Pick out every line in the data below that contains the word "background", and copy each of those lines in full.

Raw data:
---
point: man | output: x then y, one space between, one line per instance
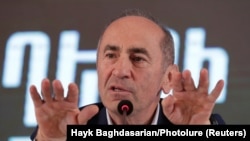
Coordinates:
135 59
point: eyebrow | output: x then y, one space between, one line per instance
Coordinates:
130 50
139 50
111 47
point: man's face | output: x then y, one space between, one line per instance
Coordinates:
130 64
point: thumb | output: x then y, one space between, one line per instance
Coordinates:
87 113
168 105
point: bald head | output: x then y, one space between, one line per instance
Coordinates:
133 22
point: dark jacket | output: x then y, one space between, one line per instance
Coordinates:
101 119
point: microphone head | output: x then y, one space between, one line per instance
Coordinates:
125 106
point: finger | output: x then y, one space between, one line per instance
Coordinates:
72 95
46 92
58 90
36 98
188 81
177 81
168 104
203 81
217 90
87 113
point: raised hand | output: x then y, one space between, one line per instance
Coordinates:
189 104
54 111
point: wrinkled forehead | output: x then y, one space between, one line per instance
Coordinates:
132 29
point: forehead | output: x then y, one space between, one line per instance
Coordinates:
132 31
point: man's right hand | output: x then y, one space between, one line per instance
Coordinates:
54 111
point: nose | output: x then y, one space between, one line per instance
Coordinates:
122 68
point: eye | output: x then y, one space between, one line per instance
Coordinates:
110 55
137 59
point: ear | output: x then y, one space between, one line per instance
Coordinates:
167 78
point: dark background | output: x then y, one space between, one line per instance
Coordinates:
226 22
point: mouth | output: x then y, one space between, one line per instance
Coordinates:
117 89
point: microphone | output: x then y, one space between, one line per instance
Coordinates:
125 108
---
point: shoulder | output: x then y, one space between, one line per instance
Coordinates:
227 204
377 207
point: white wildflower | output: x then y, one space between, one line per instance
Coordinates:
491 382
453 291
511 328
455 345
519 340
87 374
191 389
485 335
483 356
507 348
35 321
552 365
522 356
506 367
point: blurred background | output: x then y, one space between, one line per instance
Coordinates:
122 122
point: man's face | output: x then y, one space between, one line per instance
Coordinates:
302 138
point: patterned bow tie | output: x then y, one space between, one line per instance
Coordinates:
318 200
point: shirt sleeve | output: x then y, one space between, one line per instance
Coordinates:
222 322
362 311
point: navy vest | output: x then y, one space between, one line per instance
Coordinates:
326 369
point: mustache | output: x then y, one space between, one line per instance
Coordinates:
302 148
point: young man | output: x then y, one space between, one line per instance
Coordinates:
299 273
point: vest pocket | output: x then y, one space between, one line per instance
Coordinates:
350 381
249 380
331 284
---
Task answer:
point: dark background | output: x then y, one space between, one line per instance
point: blurred background | output: x then y, one space between, one line per instance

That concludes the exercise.